▶ **The problem**:
Please reproduce the lines of the material below verbatim, starting at the line that contains "# point at: basketball (one" and ending at the line that contains "x=771, y=211", with both of those lines included.

Records excerpted from a collection
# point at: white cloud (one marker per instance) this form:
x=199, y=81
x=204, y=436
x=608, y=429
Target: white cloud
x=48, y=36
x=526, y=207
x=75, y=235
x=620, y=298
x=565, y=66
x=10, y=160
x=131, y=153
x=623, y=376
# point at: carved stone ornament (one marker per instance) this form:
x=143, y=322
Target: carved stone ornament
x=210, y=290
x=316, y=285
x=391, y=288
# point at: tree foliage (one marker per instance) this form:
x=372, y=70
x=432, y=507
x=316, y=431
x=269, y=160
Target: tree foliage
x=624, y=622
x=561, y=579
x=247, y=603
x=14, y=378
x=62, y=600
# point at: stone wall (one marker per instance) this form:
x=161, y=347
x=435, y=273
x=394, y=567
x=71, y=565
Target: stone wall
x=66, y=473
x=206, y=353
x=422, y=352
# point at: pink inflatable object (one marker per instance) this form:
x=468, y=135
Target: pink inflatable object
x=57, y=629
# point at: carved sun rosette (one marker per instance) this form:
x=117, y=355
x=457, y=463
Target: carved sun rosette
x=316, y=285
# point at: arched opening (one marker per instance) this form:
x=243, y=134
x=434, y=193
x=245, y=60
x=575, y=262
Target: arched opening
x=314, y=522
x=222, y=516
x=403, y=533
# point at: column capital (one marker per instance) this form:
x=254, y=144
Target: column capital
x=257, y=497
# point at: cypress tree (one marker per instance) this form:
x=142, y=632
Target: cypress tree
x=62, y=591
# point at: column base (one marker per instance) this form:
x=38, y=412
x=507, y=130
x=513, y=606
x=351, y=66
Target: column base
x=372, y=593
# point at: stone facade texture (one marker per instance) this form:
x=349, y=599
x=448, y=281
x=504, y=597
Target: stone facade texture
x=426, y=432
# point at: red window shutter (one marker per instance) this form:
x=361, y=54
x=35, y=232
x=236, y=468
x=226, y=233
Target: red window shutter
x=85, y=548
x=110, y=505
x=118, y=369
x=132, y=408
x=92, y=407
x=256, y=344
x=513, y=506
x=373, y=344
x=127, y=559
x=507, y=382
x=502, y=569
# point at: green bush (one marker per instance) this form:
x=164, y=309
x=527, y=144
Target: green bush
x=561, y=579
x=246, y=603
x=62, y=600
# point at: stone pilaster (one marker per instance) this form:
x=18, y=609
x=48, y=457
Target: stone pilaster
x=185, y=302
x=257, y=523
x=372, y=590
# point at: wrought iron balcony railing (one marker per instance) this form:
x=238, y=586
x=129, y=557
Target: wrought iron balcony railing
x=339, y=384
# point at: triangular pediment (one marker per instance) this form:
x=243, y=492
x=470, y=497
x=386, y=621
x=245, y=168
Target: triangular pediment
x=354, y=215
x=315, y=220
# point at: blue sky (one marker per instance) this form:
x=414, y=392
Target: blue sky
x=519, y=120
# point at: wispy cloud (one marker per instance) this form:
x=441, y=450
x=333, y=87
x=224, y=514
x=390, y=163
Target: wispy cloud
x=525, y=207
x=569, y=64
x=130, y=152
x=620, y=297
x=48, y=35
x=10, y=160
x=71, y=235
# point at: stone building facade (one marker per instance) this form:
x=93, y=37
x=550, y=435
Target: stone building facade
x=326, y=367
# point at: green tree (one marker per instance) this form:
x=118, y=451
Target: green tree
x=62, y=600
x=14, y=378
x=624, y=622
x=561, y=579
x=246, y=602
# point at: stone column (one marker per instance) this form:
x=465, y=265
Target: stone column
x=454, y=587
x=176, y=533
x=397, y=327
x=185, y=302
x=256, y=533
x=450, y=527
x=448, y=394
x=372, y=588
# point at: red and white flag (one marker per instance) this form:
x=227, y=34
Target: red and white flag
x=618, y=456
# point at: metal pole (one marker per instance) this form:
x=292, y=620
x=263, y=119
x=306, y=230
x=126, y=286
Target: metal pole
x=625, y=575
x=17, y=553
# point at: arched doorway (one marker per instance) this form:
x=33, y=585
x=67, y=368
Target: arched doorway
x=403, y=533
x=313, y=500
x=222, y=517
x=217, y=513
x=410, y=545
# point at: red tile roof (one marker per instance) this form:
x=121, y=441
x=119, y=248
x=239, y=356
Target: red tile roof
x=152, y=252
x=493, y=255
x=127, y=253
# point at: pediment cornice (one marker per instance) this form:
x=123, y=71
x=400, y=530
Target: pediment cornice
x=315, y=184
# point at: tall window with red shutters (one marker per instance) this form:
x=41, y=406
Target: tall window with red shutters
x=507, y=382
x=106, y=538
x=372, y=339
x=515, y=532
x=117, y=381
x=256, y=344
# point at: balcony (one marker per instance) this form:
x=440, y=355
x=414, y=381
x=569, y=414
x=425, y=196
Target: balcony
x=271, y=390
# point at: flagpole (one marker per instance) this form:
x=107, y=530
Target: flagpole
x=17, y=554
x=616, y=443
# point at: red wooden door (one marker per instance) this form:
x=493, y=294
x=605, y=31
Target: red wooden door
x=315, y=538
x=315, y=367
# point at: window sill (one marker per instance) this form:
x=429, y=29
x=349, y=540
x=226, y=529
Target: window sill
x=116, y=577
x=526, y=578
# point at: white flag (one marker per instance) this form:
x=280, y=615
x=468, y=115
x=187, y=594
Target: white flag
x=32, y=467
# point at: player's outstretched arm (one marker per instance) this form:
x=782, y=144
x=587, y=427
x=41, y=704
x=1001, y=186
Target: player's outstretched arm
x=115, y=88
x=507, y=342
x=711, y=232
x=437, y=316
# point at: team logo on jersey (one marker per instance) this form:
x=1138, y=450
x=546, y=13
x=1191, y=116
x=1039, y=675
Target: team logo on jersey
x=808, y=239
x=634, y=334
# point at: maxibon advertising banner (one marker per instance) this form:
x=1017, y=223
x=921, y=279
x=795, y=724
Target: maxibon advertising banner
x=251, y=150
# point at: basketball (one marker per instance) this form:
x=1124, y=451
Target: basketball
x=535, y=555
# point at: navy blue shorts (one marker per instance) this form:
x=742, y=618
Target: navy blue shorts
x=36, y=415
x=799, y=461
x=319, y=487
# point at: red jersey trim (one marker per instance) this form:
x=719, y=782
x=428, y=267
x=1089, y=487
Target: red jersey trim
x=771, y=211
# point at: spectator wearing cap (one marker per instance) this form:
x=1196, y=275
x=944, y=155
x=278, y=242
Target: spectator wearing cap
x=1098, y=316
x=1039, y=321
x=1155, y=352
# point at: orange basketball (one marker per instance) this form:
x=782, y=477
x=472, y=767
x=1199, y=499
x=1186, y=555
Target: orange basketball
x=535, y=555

--

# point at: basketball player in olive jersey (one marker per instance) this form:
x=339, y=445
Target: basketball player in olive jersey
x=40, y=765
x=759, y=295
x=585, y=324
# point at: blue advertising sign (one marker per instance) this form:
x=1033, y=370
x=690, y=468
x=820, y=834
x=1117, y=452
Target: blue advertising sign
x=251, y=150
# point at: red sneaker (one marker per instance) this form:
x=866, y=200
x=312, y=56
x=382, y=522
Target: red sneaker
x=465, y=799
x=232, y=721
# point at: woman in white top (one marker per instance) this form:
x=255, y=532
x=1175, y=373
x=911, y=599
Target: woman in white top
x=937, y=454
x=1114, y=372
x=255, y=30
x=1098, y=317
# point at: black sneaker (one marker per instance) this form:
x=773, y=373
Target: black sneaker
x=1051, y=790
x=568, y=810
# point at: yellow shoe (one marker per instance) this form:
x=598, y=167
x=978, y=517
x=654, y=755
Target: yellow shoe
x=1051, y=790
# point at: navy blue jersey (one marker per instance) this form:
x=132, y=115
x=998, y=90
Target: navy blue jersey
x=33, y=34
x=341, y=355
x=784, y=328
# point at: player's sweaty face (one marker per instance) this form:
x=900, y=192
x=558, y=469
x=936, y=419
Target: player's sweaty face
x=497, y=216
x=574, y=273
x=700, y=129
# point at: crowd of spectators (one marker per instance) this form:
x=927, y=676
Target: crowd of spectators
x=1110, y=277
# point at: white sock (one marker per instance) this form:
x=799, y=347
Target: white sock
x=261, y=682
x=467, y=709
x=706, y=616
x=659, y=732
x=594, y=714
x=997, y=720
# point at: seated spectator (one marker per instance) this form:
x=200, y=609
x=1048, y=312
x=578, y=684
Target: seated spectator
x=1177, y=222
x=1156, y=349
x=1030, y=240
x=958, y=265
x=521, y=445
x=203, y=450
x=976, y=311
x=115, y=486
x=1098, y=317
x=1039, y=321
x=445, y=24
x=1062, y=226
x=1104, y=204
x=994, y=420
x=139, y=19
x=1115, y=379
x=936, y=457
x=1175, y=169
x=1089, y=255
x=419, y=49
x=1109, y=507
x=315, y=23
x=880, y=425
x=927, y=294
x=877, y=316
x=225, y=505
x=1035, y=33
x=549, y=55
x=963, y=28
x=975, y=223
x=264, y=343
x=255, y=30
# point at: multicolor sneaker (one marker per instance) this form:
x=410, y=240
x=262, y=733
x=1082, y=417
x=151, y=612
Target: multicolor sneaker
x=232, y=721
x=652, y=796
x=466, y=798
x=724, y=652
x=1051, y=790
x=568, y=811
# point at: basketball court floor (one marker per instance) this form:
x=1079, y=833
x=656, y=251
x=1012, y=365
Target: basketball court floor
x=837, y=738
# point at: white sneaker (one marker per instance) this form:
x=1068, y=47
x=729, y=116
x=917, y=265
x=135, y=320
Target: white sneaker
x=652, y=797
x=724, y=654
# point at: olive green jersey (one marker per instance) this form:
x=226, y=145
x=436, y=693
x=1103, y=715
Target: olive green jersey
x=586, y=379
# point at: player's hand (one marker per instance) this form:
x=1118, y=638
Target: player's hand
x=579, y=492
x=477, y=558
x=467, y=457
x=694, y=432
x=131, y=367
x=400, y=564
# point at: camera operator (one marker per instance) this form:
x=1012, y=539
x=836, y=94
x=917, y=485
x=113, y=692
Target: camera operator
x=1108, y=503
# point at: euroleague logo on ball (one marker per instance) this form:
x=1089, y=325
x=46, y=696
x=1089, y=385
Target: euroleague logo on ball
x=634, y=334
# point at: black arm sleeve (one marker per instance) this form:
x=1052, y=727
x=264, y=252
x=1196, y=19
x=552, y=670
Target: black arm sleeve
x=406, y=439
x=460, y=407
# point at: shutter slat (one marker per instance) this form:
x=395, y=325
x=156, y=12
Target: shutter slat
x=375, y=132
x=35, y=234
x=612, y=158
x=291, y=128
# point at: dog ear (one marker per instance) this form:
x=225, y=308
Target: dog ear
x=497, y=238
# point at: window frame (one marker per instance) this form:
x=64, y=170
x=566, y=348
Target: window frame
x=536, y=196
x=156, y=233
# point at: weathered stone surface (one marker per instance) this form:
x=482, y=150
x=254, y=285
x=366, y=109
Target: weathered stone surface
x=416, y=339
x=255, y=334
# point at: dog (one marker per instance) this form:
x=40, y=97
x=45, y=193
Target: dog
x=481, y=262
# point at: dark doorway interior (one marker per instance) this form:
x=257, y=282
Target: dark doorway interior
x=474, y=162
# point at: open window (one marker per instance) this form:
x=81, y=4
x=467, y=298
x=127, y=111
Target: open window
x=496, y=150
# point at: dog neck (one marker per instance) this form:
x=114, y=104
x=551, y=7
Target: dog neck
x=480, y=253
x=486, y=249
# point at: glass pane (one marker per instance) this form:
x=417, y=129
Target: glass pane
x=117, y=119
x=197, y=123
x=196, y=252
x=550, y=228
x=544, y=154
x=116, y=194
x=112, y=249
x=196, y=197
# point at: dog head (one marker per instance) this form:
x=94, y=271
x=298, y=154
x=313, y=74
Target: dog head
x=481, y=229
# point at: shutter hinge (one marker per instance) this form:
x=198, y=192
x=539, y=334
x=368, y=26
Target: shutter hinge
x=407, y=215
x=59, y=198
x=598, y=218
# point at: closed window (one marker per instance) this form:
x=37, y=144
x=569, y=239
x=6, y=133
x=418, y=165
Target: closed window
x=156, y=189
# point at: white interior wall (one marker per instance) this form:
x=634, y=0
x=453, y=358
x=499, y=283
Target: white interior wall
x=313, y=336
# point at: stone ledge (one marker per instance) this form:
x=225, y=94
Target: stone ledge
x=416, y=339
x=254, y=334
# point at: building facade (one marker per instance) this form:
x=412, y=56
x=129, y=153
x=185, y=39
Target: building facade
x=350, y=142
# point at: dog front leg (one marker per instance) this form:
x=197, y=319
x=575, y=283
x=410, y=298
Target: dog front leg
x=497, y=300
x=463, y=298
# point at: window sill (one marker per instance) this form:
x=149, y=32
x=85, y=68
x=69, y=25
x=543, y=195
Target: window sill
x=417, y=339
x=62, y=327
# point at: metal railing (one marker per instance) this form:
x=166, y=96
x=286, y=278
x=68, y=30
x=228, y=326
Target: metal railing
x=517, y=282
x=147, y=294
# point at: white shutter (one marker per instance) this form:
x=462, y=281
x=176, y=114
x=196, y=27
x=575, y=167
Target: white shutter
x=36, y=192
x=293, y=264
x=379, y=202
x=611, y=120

==

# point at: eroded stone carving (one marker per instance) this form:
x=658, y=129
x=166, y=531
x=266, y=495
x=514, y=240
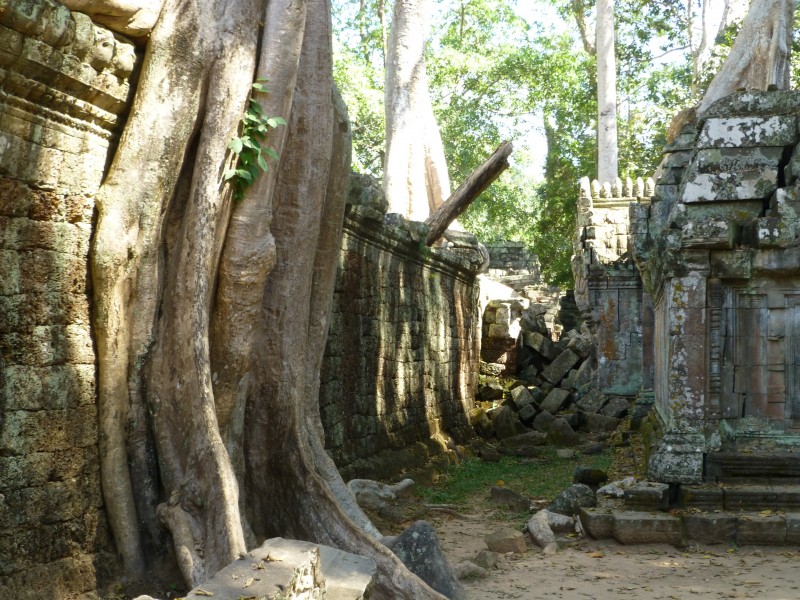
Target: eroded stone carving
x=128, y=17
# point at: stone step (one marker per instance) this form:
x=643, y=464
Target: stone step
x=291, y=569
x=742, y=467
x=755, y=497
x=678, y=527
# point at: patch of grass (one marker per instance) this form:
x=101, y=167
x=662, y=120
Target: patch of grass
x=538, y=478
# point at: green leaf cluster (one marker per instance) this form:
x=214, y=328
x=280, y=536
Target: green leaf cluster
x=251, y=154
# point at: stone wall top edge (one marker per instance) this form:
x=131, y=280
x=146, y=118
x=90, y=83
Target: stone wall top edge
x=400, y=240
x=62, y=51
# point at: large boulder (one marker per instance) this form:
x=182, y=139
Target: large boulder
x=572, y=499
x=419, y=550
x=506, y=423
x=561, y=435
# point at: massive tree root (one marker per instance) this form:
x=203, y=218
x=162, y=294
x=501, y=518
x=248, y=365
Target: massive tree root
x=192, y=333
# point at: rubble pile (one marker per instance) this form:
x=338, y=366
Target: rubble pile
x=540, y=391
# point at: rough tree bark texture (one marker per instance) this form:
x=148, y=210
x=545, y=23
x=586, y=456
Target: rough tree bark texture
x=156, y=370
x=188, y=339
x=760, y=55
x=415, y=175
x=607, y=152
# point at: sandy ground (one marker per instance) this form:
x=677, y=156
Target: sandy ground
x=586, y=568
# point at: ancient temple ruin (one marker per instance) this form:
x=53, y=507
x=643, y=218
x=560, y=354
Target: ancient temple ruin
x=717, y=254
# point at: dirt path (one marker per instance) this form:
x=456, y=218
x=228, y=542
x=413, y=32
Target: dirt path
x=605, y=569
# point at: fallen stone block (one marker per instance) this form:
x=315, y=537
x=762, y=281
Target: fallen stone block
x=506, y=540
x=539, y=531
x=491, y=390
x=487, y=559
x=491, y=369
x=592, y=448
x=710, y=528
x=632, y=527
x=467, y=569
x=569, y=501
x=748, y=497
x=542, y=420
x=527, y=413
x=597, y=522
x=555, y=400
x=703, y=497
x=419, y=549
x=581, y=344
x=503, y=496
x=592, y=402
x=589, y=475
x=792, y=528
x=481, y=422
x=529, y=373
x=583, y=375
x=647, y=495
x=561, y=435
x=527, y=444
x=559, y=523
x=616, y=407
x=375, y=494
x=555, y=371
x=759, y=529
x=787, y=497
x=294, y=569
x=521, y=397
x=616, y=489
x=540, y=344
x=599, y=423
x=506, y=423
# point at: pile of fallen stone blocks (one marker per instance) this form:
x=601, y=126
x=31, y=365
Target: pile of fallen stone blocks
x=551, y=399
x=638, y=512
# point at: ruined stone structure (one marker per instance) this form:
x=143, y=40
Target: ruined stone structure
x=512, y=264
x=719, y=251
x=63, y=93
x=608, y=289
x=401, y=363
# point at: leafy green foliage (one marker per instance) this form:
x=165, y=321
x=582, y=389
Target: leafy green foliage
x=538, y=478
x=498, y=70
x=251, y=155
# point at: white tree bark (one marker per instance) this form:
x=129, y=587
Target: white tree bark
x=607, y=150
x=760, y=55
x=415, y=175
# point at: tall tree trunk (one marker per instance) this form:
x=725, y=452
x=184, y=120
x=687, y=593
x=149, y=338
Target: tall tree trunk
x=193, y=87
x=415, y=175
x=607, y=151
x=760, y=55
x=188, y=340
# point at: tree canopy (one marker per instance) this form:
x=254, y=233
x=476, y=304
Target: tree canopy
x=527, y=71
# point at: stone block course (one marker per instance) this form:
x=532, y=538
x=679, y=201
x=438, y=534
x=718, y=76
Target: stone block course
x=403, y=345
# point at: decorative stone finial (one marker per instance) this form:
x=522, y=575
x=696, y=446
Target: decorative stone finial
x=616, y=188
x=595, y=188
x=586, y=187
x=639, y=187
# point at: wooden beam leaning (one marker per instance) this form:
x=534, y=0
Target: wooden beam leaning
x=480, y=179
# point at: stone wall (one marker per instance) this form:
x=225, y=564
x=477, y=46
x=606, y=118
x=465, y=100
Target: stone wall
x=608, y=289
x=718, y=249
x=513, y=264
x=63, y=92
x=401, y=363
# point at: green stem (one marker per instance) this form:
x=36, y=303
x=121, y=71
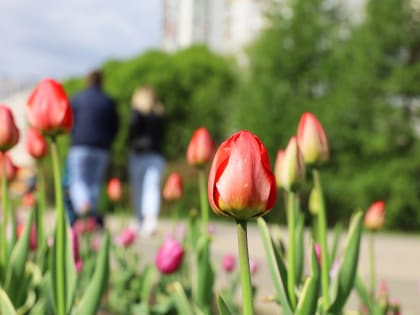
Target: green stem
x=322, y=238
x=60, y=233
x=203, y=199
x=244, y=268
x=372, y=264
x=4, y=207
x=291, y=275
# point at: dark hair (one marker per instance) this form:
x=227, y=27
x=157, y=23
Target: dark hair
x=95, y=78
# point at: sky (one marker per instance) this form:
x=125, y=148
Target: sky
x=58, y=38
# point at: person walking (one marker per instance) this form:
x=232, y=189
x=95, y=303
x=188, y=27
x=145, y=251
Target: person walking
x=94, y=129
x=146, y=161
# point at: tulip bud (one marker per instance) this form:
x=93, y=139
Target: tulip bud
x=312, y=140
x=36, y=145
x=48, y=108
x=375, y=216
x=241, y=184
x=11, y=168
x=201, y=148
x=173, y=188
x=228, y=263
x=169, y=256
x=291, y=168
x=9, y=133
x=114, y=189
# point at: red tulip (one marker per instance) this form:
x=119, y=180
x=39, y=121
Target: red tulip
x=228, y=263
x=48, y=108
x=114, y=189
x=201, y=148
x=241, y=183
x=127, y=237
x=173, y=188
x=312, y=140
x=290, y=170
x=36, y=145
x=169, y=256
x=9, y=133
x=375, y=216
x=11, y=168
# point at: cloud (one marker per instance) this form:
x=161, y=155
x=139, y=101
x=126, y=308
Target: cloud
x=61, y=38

▶ **Result of the task**:
# point at: basketball (one marker per instance) this form:
x=1124, y=451
Target: basketball
x=535, y=555
# point at: navy blue shorts (one marker per instance) this form:
x=742, y=618
Target: navy blue shorts
x=36, y=415
x=799, y=461
x=319, y=487
# point at: red jersey trim (one marker per instance) this form:
x=719, y=782
x=428, y=267
x=1089, y=487
Target: red jersey trim
x=771, y=211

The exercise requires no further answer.